▸ Record set:
--

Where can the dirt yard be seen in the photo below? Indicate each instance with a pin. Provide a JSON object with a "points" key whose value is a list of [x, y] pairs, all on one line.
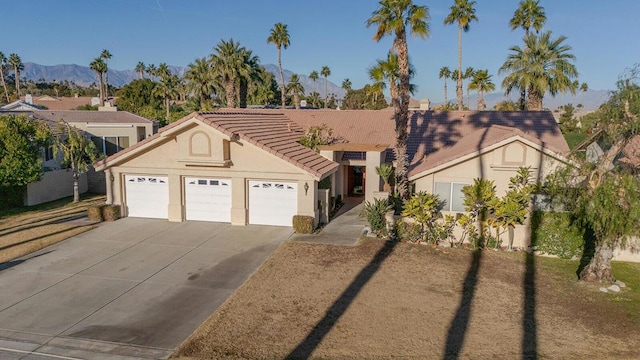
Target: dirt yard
{"points": [[381, 300], [36, 228]]}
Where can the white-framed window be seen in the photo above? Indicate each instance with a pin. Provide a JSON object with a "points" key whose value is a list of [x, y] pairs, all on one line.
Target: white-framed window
{"points": [[451, 194], [109, 145]]}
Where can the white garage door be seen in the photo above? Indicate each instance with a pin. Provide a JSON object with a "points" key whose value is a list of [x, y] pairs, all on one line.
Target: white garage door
{"points": [[147, 196], [208, 199], [272, 202]]}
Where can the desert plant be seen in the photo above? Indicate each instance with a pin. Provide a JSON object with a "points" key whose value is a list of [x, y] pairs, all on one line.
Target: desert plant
{"points": [[386, 173], [424, 209], [111, 212], [375, 213], [303, 224], [94, 213]]}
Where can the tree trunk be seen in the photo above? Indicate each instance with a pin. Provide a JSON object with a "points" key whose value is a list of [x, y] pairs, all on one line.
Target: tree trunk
{"points": [[599, 268], [459, 79], [401, 110], [282, 94]]}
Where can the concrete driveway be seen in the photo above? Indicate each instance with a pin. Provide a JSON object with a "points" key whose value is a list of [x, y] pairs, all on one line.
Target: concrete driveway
{"points": [[135, 288]]}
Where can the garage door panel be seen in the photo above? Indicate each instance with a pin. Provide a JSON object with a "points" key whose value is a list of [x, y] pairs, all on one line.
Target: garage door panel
{"points": [[272, 202], [208, 199], [147, 196]]}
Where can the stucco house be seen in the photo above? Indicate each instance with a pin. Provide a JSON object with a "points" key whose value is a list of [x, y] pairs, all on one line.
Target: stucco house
{"points": [[246, 166], [111, 131]]}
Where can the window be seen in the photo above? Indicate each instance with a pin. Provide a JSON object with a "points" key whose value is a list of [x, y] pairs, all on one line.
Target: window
{"points": [[452, 195], [109, 145]]}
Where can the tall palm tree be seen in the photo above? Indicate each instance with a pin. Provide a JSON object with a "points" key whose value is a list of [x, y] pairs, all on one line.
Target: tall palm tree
{"points": [[397, 17], [106, 55], [16, 63], [468, 74], [529, 14], [346, 84], [314, 76], [295, 88], [462, 13], [446, 74], [482, 83], [280, 37], [543, 66], [98, 65], [325, 71], [201, 80], [140, 68], [3, 62], [166, 89]]}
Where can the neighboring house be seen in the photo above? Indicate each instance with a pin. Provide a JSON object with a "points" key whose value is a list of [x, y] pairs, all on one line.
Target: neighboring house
{"points": [[111, 131], [246, 166]]}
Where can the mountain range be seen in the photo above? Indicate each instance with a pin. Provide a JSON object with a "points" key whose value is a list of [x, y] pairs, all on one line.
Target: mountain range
{"points": [[84, 76]]}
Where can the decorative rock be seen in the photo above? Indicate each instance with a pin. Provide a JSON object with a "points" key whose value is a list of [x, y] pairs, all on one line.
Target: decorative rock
{"points": [[614, 288]]}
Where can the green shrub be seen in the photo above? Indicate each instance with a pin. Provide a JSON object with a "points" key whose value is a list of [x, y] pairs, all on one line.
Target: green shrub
{"points": [[111, 212], [375, 213], [303, 224], [555, 233], [94, 213]]}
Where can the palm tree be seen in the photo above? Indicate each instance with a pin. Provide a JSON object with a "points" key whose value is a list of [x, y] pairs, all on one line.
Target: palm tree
{"points": [[482, 83], [446, 74], [543, 66], [280, 37], [462, 13], [98, 65], [346, 84], [140, 68], [106, 55], [314, 76], [529, 14], [325, 71], [294, 87], [201, 80], [3, 62], [396, 17], [16, 63], [166, 89], [468, 74]]}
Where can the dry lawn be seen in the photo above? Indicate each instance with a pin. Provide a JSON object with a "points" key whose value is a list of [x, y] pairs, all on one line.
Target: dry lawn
{"points": [[32, 229], [407, 301]]}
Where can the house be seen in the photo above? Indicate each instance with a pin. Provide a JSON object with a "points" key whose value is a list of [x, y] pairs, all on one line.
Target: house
{"points": [[246, 166], [111, 131]]}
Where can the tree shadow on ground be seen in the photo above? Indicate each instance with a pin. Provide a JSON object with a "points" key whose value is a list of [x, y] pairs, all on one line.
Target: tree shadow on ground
{"points": [[307, 346]]}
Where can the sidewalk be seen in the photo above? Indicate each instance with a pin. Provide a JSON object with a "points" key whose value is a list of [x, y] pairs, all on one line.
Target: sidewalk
{"points": [[344, 229]]}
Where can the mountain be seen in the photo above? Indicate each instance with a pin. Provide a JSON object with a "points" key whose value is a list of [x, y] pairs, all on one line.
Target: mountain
{"points": [[84, 76]]}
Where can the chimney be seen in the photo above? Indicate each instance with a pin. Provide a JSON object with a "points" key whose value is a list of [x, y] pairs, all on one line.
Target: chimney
{"points": [[425, 104]]}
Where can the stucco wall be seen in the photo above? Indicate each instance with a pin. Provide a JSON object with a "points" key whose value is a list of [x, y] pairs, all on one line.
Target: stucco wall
{"points": [[499, 165], [54, 185], [204, 152]]}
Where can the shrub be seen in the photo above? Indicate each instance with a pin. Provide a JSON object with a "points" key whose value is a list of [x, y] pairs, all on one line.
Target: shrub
{"points": [[555, 233], [375, 213], [303, 224], [111, 212], [94, 213]]}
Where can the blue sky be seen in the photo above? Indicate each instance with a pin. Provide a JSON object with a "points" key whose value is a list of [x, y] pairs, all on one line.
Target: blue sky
{"points": [[603, 34]]}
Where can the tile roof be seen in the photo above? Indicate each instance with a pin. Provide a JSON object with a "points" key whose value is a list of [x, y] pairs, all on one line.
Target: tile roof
{"points": [[272, 132], [103, 117], [430, 131]]}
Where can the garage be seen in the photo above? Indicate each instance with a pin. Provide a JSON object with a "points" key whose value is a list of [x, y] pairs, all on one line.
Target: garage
{"points": [[272, 202], [147, 196], [207, 199]]}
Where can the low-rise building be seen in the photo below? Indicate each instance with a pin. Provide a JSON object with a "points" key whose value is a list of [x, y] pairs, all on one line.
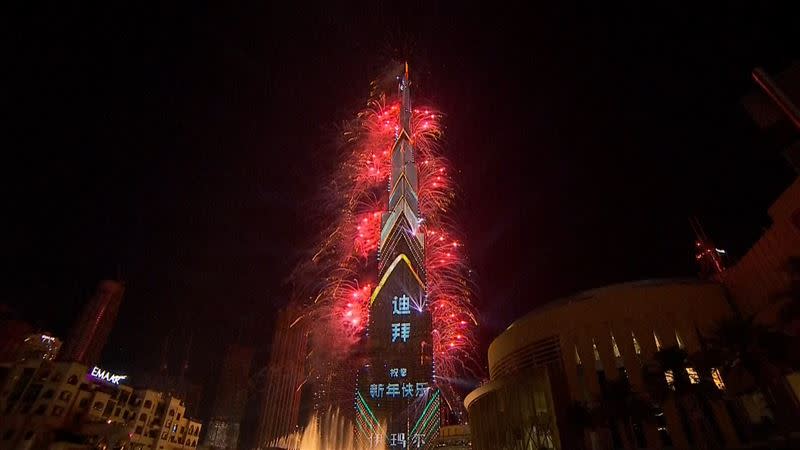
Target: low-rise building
{"points": [[68, 405], [572, 350]]}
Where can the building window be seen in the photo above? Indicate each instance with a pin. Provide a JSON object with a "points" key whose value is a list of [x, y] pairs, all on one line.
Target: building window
{"points": [[670, 378], [636, 347], [717, 377], [658, 341], [598, 365], [694, 377], [614, 346]]}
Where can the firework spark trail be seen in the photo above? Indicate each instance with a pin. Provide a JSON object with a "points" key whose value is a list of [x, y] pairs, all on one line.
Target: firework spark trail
{"points": [[356, 198]]}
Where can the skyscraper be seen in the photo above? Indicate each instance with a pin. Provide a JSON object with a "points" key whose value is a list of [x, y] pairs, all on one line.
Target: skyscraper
{"points": [[90, 332], [280, 407], [229, 403], [395, 400]]}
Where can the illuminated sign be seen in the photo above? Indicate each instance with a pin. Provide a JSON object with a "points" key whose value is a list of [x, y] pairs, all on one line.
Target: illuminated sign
{"points": [[395, 390], [401, 305], [401, 331], [104, 375]]}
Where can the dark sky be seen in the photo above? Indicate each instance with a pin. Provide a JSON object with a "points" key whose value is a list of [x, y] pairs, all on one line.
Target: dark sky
{"points": [[182, 146]]}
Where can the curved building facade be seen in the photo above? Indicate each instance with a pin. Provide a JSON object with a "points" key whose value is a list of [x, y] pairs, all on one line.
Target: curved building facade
{"points": [[567, 351]]}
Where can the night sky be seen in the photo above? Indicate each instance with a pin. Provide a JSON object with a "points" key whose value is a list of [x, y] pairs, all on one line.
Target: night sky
{"points": [[181, 147]]}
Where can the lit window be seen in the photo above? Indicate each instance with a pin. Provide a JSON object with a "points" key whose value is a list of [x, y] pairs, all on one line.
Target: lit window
{"points": [[717, 377], [636, 346], [617, 354], [658, 341], [694, 378], [670, 377]]}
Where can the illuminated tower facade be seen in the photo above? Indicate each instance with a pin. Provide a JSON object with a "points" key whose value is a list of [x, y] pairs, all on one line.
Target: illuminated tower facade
{"points": [[280, 404], [89, 335], [396, 402]]}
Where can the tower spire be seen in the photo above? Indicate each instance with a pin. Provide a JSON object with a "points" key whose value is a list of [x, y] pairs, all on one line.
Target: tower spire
{"points": [[405, 96]]}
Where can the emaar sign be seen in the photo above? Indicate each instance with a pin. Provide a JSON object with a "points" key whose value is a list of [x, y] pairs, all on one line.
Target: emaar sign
{"points": [[104, 375]]}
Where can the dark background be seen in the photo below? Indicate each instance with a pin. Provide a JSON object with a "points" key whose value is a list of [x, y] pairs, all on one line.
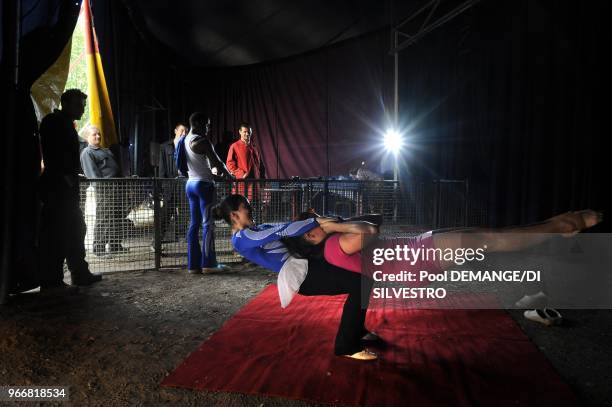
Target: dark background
{"points": [[510, 94]]}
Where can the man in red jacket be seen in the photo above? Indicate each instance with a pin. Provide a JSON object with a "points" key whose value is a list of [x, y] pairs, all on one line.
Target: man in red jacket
{"points": [[244, 162]]}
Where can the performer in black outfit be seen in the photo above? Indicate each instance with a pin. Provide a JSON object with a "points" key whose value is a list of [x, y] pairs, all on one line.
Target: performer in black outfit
{"points": [[62, 234]]}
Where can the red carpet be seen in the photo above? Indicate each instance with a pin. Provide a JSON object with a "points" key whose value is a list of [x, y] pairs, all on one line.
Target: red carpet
{"points": [[435, 357]]}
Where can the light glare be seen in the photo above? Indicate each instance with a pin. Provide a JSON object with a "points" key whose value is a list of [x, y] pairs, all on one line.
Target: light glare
{"points": [[393, 141]]}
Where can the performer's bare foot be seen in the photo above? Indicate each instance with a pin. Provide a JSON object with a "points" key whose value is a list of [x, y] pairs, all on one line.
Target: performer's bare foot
{"points": [[364, 355], [570, 223]]}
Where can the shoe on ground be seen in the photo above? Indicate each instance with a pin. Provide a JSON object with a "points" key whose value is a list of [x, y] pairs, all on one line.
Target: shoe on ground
{"points": [[219, 268], [86, 279], [59, 289], [363, 355], [545, 316], [371, 337], [538, 300]]}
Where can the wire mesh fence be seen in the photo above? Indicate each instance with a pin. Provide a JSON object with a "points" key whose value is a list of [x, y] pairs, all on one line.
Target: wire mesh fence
{"points": [[141, 223]]}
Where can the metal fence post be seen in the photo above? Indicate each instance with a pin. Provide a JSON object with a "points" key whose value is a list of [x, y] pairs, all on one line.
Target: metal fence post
{"points": [[157, 223]]}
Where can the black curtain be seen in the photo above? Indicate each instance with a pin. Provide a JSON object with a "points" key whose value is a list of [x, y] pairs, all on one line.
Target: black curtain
{"points": [[316, 114], [39, 35], [508, 95]]}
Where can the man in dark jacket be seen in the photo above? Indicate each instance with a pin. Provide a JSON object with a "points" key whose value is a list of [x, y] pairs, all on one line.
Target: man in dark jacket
{"points": [[169, 189], [62, 234]]}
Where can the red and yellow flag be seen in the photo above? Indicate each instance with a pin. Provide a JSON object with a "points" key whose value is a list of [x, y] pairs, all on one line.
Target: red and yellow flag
{"points": [[100, 112]]}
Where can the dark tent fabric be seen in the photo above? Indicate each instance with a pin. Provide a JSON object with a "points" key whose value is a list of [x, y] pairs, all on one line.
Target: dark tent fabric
{"points": [[504, 95], [45, 28], [508, 95]]}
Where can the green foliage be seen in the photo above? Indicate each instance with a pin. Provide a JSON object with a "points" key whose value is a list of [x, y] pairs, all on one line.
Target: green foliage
{"points": [[77, 73]]}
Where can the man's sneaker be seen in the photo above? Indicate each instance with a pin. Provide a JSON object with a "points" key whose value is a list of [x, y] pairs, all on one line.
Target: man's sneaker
{"points": [[59, 289], [219, 268], [86, 279]]}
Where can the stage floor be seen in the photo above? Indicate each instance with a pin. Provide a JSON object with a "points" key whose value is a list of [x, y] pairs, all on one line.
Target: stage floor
{"points": [[113, 343]]}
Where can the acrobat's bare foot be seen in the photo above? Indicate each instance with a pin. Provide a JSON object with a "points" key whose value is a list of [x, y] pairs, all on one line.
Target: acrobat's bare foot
{"points": [[590, 217], [570, 223]]}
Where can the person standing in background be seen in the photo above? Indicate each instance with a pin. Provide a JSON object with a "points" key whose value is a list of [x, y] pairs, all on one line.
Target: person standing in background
{"points": [[200, 189], [167, 169], [244, 162], [98, 162]]}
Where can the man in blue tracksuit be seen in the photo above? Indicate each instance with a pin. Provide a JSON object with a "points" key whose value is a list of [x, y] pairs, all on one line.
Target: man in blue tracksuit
{"points": [[200, 189]]}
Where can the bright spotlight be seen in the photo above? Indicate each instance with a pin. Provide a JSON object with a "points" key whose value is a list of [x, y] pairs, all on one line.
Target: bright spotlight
{"points": [[393, 141]]}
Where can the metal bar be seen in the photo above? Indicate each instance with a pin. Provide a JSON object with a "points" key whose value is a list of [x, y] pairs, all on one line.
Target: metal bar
{"points": [[439, 22]]}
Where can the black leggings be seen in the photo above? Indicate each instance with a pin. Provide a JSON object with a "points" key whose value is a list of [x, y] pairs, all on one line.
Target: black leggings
{"points": [[325, 279]]}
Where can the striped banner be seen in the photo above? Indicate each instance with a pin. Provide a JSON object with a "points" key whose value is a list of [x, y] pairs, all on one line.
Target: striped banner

--

▸ Brief:
Write out exactly the final stretch of the records: the line containing "Where can the bright" and every line after it, through the last, and nothing else.

▸ Solution:
Where can the bright spotlight be seen in the photo above? Indicate each instance with a pin. Provide a JSON object with a "points" key whose value is a list of [x, y] pairs, all on one line.
Target: bright spotlight
{"points": [[393, 141]]}
Where can the metal bar be seen in the photo above? Indicate each instance with a pin. Provide a JSON object with a "points" key whose value is a list of [x, y] pairs, all on one line.
Target: metal bar
{"points": [[439, 22]]}
Where can the black leggings be seen in the photo above? Indicate each instance with a pin. Provide a JSON object with a "points" key whose value is a list of [x, y] pairs, all on one line.
Target: black leggings
{"points": [[325, 279]]}
Where can the striped banner be seen in the photo above? Indicate each instance with a pin. Provide a JSON object with a "points" key whose value is a list of [x, y] pairs, all on one line.
Target: striped banner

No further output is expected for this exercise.